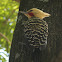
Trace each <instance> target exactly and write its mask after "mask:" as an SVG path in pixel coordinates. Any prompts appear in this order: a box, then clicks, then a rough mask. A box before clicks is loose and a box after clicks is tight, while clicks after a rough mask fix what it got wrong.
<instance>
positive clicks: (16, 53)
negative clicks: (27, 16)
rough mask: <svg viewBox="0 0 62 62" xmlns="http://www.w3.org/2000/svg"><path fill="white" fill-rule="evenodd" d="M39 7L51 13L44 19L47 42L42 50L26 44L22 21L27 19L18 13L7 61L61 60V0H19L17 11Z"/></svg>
mask: <svg viewBox="0 0 62 62" xmlns="http://www.w3.org/2000/svg"><path fill="white" fill-rule="evenodd" d="M31 8H39V9H41V10H43V11H45V12H48V13H50V14H51V17H49V18H45V19H44V20H45V21H47V23H48V28H49V29H48V30H49V35H48V44H47V48H46V49H45V50H44V51H38V50H36V51H35V52H34V53H33V52H32V50H33V48H31V47H29V46H28V45H27V40H26V39H25V37H24V32H23V28H24V27H23V26H22V21H23V20H27V18H26V17H25V16H24V15H23V14H20V13H19V14H18V19H17V24H16V27H15V31H14V35H13V40H12V45H11V50H10V57H9V62H62V56H61V55H62V27H61V26H62V21H61V20H62V14H61V12H62V2H61V0H21V2H20V7H19V11H20V10H21V11H27V10H28V9H31Z"/></svg>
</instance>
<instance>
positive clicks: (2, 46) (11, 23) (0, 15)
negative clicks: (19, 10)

######

Please update the items above by replacing "negative clicks" with "excluded clicks" throughout and changing nothing else. Leave the pictures out of your answer.

## Response box
Trace each <instance> target exactly and write its mask after "mask:" as an SVG path in pixel coordinates. Any prompts appear in this order: a box, then clicks, then a rough mask. A box before clicks is loose and a box after clicks is tight, while clicks after a rough mask fix what it got wrong.
<instance>
positive clicks: (16, 53)
excluded clicks: (27, 16)
rough mask: <svg viewBox="0 0 62 62" xmlns="http://www.w3.org/2000/svg"><path fill="white" fill-rule="evenodd" d="M39 7L51 13L44 19L47 42L42 50L26 44L22 21L27 19L18 13L7 61L61 60V0H19L17 11Z"/></svg>
mask: <svg viewBox="0 0 62 62" xmlns="http://www.w3.org/2000/svg"><path fill="white" fill-rule="evenodd" d="M31 8H39V9H41V10H43V11H45V12H48V13H50V14H51V17H49V18H45V19H44V20H45V21H47V23H48V28H49V29H48V30H49V35H48V44H47V48H46V49H45V50H44V51H38V50H36V51H35V52H34V53H33V52H32V50H33V48H31V47H29V46H28V45H27V40H26V39H25V37H24V32H23V28H24V27H23V26H22V21H23V20H27V18H26V17H25V16H24V15H23V14H20V13H19V14H18V19H17V24H16V27H15V31H14V35H13V40H12V45H11V50H10V57H9V62H62V56H61V55H62V27H61V26H62V21H61V20H62V14H61V12H62V2H61V0H21V2H20V7H19V11H20V10H21V11H27V10H28V9H31Z"/></svg>
</instance>
<instance>
positive clicks: (2, 46) (11, 23) (0, 15)
excluded clicks: (19, 10)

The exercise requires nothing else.